→ Instructions
a – List every number written in digits in the beer tasting comment thread.
b – In the beer tasting comment thread, give back the stretch from "Beer is an acquired" through "in wine tasting.", swapping "wine" for "coffee".
c – Carry on the beer tasting comment thread from its final comment.

## Begin Document extract

You guys are awesome! That is all.
You’re awesome!
Being a bit of a stats Hitler here, but I should point out it is entirely possible for the majority of a population to be above average in some parameter, but only if the distribution of that parameter is such that the mean and median do not lie at about the same point. I suggest replacing ‘average’ with ‘median’ in this write up in order for it to be accurate, as most would consider the ‘average’ to be the mean.
Cool stuff, though.
I see what you’re saying, but it would be wholly inaccurate to replace “average” with “median” since, for one, they are different, and secondly, I didn’t actually measure the median. I fully expected for this to be an issue, hence the paragraph about it. I also consulted with a very keen stats person who agreed with my assessment that unless every one of the nearly 1200 respondents truly were that much better and truly did compare themselves to a non-beer interested population, the results are more accurate than not.
Ok, fair enough, but this sentence isn’t currently accurate as it stands: ‘56% of respondents believe their tasting ability is better than average, which is a logical and statistical impossibility’.
Funny you should bring that sentence up, as that was the main thing I discussed with Justin. I have to disagree, it is accurate relative to the survey that was taken, which is what I was commenting on. I get that people are going to nitpick this piece and can understand why.
~90% of the population still drinks macro. Most, if not all of the people reading this article and taking part in your survey should have said “better then most” when asked “compared to others, how good of a beer taster are you?”. 😉
If they compared themselves to macro drinkers AND if their abilities have been tested to actually be better.
I think the problem here is population comparison, did people believe they were comparing themselves to other beer drinkers, others homebrewers, other readers of the site? The question was vague enough that we can’t really tell.
I address this in the article, it was intentional. And like I said there, the population to which a person chose to compare themselves is nearly as, if not more, interesting than the data itself, in my opinion.
HAHA I didn’t read the last few paragraphs
Yep when I answered the question “rate their beer tasting abilities compared to others” I was raking my self to everyone in general not just “Craft” beer drinkers.
Your decision to do so presumably driven by something deeper. Also, the belief there is that general beer drinkers actually aren’t as good at tasting, yet where’s the evidence to support that?
Beer is an acquired taste. I would say that when I first started drinking I thought all beer tasted roughly the same. Now, I even have preferences within the macro sphere.
You asked to compare to “others”. Logically that would be other beer drinkers and there are a LOT of beer drinkers who don’t drink craft or homebrew. It is also quite logical to assume that IF you have been exposed to a wide variety of beer flavors and have some understanding of what those flavors are and where they come from that you have a more educated palate. That works for cooks and wine experts so I don’t see why anyone would assume that someone who only drinks miller lite would be as sensitive and knowledgable about what they are tasting as someone who has tasted a wide variety, and has at least attempted to break down the flavor profile. Again I know this is true in wine tasting.

## End Document extract
## Begin Data provided

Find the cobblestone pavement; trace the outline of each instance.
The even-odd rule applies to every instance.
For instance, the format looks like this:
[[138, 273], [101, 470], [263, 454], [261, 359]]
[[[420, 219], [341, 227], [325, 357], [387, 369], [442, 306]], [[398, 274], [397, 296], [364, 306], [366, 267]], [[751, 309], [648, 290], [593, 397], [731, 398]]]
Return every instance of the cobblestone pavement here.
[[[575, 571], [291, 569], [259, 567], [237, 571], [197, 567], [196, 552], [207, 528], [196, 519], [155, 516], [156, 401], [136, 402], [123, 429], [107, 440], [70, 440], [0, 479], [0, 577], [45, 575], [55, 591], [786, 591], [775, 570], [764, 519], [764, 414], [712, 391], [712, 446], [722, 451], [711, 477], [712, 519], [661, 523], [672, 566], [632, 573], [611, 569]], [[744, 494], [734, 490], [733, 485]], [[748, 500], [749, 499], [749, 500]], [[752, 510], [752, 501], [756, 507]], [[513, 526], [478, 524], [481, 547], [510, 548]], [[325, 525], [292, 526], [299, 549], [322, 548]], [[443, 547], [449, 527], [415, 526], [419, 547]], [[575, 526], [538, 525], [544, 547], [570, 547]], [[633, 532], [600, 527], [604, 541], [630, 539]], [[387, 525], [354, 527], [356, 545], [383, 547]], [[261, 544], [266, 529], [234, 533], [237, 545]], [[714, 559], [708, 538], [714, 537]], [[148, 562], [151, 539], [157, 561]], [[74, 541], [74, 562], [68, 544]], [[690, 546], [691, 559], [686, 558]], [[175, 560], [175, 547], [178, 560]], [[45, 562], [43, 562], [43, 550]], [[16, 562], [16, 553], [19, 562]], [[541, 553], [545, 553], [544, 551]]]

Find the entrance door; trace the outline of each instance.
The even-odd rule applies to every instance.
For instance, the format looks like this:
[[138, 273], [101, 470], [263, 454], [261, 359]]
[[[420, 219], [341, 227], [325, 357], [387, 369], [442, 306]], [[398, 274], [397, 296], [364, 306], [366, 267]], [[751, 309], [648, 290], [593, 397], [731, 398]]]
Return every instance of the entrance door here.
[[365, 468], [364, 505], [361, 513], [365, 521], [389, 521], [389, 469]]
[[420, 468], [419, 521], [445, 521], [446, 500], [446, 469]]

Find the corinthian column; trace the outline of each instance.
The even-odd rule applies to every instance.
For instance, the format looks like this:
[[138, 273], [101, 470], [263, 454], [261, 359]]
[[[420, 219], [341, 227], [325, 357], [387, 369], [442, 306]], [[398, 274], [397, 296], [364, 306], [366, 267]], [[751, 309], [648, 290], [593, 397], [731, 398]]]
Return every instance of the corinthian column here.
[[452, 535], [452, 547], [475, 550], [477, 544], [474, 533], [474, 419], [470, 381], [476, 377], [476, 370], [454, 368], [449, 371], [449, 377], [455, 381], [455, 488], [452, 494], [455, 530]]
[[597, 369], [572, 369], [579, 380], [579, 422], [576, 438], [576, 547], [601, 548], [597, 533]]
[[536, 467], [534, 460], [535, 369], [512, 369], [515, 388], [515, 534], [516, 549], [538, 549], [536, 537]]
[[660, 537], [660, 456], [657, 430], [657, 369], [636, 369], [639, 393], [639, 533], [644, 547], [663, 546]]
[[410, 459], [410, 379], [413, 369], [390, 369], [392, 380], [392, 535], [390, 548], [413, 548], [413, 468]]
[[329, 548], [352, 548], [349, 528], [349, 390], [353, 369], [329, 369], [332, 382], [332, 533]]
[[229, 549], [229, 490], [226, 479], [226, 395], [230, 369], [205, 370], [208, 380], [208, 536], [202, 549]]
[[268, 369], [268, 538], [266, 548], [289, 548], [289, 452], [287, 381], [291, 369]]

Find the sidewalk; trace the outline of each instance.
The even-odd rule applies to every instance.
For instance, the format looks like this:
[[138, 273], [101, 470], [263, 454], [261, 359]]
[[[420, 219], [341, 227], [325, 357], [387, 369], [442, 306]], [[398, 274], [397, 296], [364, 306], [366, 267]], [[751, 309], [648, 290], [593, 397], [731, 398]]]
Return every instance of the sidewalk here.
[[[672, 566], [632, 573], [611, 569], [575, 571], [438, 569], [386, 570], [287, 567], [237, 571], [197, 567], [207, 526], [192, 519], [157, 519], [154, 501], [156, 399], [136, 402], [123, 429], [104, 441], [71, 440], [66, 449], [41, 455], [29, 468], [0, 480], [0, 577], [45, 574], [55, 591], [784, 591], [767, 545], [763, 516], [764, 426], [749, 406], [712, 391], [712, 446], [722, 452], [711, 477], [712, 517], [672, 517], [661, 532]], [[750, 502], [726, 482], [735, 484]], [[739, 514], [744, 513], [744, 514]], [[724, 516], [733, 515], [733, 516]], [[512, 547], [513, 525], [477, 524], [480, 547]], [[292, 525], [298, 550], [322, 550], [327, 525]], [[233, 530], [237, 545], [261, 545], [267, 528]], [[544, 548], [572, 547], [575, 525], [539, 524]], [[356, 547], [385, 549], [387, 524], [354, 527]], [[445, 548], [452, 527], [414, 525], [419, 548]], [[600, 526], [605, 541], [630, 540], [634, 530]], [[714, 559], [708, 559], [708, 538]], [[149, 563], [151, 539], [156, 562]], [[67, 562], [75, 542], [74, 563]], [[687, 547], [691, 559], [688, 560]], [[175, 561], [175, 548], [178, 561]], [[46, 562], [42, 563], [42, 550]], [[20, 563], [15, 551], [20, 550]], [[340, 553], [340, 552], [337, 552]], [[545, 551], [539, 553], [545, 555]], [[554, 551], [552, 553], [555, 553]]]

## End Data provided

→ Answers to the problems
a – 1200, 56%, ~90%

b –
Beer is an acquired taste. I would say that when I first started drinking I thought all beer tasted roughly the same. Now, I even have preferences within the macro sphere.
You asked to compare to “others”. Logically that would be other beer drinkers and there are a LOT of beer drinkers who don’t drink craft or homebrew. It is also quite logical to assume that IF you have been exposed to a wide variety of beer flavors and have some understanding of what those flavors are and where they come from that you have a more educated palate. That works for cooks and coffee experts so I don’t see why anyone would assume that someone who only drinks miller lite would be as sensitive and knowledgable about what they are tasting as someone who has tasted a wide variety, and has at least attempted to break down the flavor profile. Again I know this is true in coffee tasting.

c –
So even if everyone in your survey said they were great at tasting it still would not be even a microscopic portion of the hundreds of millions of beer drinkers.
IF you had said compared to others taking the survey that would be a different matter.
As is true for most things the question is often more important than the answer. The way the question was asked make the results fairly meaningless since you have no idea what question people were answering. And your conclusion is wholly unfounded. Though of course that doesn’t mean it’s not accurate, just that the survey doesn’t support your conclusion that people over rate there tasting abilities.
Which BTW is kind of confirmed by peoples assessment of how well they pick out various flaws.
The BeXperement scoring is also hard to draw much from. These were all tests that were done and reported. It’s safe to assume that many people read and knew the details and results of those tests. So it is probably a decent look at how many folks think they can do better at something than others. I find this esspecially true with people who have not done X in the past and so have no real understanding of the difficulties. Kind of that “how difficult can X be?” syndrome.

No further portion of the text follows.